• Task requirements: Retype each entry exactly.

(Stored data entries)
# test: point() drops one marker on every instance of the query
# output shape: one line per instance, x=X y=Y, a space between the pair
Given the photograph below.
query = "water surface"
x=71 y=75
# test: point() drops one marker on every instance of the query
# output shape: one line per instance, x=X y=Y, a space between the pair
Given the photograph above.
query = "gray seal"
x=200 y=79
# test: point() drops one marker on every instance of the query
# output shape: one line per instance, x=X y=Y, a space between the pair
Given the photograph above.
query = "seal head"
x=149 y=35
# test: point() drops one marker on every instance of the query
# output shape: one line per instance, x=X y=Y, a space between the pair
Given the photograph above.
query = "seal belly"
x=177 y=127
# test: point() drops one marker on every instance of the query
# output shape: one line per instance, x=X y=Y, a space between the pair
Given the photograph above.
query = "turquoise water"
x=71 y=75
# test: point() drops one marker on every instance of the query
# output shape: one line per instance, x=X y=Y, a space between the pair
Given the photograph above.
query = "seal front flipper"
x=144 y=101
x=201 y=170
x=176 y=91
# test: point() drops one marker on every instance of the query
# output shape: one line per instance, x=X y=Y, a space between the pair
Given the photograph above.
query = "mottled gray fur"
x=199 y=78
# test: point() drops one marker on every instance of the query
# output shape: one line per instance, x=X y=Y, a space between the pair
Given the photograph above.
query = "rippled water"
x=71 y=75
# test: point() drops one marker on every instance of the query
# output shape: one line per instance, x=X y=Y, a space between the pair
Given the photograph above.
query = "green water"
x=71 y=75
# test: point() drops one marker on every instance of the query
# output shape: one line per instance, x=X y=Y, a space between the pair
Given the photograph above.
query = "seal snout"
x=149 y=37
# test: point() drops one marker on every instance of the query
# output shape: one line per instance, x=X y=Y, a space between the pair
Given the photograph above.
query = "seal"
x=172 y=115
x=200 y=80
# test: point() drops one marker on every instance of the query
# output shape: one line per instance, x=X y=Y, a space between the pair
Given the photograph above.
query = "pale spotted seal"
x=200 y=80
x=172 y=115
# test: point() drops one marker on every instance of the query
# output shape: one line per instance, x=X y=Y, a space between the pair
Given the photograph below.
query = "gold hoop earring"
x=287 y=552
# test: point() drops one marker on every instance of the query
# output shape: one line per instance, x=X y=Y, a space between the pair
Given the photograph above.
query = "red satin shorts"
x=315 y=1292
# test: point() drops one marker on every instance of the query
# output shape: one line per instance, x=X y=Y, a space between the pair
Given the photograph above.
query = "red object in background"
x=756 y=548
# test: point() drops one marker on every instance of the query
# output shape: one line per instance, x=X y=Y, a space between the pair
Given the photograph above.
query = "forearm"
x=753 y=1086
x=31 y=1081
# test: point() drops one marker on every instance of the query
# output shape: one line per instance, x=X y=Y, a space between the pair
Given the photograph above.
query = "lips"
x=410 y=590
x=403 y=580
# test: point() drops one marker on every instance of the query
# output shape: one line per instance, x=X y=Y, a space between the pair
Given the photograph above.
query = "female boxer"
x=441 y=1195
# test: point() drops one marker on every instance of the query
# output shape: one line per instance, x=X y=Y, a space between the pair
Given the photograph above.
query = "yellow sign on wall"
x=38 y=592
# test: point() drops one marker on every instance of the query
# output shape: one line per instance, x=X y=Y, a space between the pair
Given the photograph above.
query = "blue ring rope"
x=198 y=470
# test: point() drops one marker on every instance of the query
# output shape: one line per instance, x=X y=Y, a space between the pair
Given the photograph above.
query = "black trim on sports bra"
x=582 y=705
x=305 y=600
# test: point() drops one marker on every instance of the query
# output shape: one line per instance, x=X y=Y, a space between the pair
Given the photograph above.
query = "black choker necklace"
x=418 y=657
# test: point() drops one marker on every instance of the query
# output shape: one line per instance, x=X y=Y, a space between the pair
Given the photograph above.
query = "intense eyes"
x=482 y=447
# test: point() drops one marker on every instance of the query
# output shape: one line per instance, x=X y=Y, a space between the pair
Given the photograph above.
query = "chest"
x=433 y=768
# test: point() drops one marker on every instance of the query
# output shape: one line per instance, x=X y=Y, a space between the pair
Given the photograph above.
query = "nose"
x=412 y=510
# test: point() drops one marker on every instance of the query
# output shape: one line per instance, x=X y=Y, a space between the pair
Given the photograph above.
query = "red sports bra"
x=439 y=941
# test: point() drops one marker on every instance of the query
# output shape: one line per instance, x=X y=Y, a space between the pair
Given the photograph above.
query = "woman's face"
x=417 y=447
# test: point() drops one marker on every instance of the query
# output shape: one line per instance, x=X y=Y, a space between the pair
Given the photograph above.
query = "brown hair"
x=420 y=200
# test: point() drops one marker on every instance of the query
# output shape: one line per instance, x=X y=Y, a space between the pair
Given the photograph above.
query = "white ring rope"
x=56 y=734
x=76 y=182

• Exercise result:
# test: point() drops one marker on every instance of the query
# output shape: one line per instance, x=X y=Y, a space between the pair
Given the photograph below.
query = "water surface"
x=71 y=75
# test: point() drops one marker on every instance of the query
# output shape: one line per instance, x=X y=Y, a space between the pair
Given the photograph above.
query = "gray seal"
x=200 y=79
# test: point() drops one marker on every instance of the query
# output shape: one line per instance, x=X y=Y, a space between the pair
Given the photograph above.
query = "seal head"
x=149 y=35
# test: point() drops one marker on every instance of the query
# output shape: one line per instance, x=X y=Y, a space between the pair
Given the photograph above.
query = "seal belly"
x=177 y=127
# test: point() drops one marker on every instance of the query
# output shape: one line per instance, x=X y=Y, a space between the pair
Given the photograph above.
query = "turquoise water"
x=71 y=75
# test: point() drops one marker on every instance of the query
# output shape: one line per instance, x=X y=Y, a space between the pair
Given the photograph above.
query = "seal front flipper"
x=144 y=101
x=201 y=170
x=176 y=91
# test: point() drops one marker on every instance of the query
# output shape: one line per instance, x=X y=Y, a space between the pair
Given the photograph above.
query = "mottled gray fur"
x=199 y=78
# test: point() drops one marker on every instance of the query
# output shape: one line per instance, x=X y=Y, a space between the pair
Given the photograph above.
query = "rippled water"
x=71 y=75
# test: point() drops one marker on every instance of the query
# output shape: one line per instance, x=X y=Y, a space between the pair
Given the photograph above.
query = "green water"
x=71 y=75
# test: point() drops one marker on every instance of the query
# output shape: one line per instance, x=X y=Y, a space between the pair
Given the photograph above.
query = "seal snout"
x=149 y=37
# test: point() drops one marker on every instance of the query
# output shape: one line per instance, x=X y=Y, a space between the pair
Given the photograph above.
query = "seal"
x=172 y=115
x=200 y=80
# test: point() drops one marker on every instance of the query
# output shape: one line per instance, x=X y=Y, a space between the pair
Given the photograph above.
query = "pale spotted seal"
x=200 y=80
x=172 y=115
# test: point() drops one marker on every instance of the query
# output shape: one line per instance, x=X y=Y, a space between the pair
Given the photograph below.
query = "gold hoop earring"
x=287 y=552
# test: point() drops one marker on every instance of the query
# output shape: one line per instance, x=X y=Y, a space between the pair
Given the photograph above.
query = "red satin shorts"
x=315 y=1292
# test: point() drops one marker on every instance of the query
# output shape: one line per instance, x=X y=Y, a space between the pair
Given the photograph above.
query = "red object in background"
x=756 y=548
# test: point() drops one marker on every instance of the query
# output shape: one line per instance, x=X y=Y, a space between the pair
Given the photograph above.
query = "forearm"
x=753 y=1086
x=31 y=1081
# test: point() drops one marker on every instance of the query
# output shape: one line per instance, x=X y=Y, a space between the pair
Given the photograph above.
query = "lips"
x=410 y=590
x=403 y=580
# test: point() drops one marker on every instance of the query
# output shape: one line per instance, x=X y=Y, a space between the pair
Given the photograph above.
query = "female boxer"
x=441 y=1195
# test: point() drops one marker on every instance of the query
# output shape: one line per instance, x=X y=Y, a space between the pair
Given the photograph above.
query = "yellow sign on wall"
x=38 y=592
# test: point() drops one marker on every instance of the query
# output shape: one line per instance, x=X y=Y, a space between the pair
Given the photograph above.
query = "blue ring rope"
x=198 y=470
# test: point() drops one marker on every instance of the query
# output shape: one line per instance, x=X y=Y, a space between the pair
Given the photograph above.
query = "black trim on sports bra"
x=582 y=705
x=305 y=600
# test: point() drops one marker on every instance of the query
# output shape: one line per instance, x=X y=Y, a space between the pair
Given the photograph above.
query = "black choker necklace"
x=418 y=657
# test: point() drops one marker on every instance of the query
# output shape: one line per instance, x=X y=Y, a space between the pair
Given the photograph above.
query = "intense eyes"
x=482 y=447
# test: point() drops one marker on every instance of the query
# output shape: one line per instance, x=X y=Y, a space between the pair
Given the photograph above.
query = "chest"
x=433 y=768
# test: point() drops one marker on every instance of the query
# output shape: one line per instance, x=X y=Y, a space between the pair
Given the photograph above.
query = "nose"
x=412 y=510
# test: point() drops one marker on every instance of the query
# output shape: one line per instance, x=X y=Y, a space between the pair
Given the photograph above.
query = "red sports bra"
x=439 y=941
# test: point() drops one marker on every instance of the query
# output shape: one line per instance, x=X y=Y, a space between the pair
Given the photograph above.
query = "woman's face"
x=417 y=447
# test: point() drops one marker on every instance of the query
# output shape: one line per instance, x=X y=Y, a space between the pair
Given the photograph above.
query = "brown hair"
x=420 y=200
# test: point() drops one marker on every instance of the query
# output shape: one line per instance, x=X y=Y, a space between the pair
Given the photograph above.
query = "white ring rope"
x=56 y=734
x=76 y=182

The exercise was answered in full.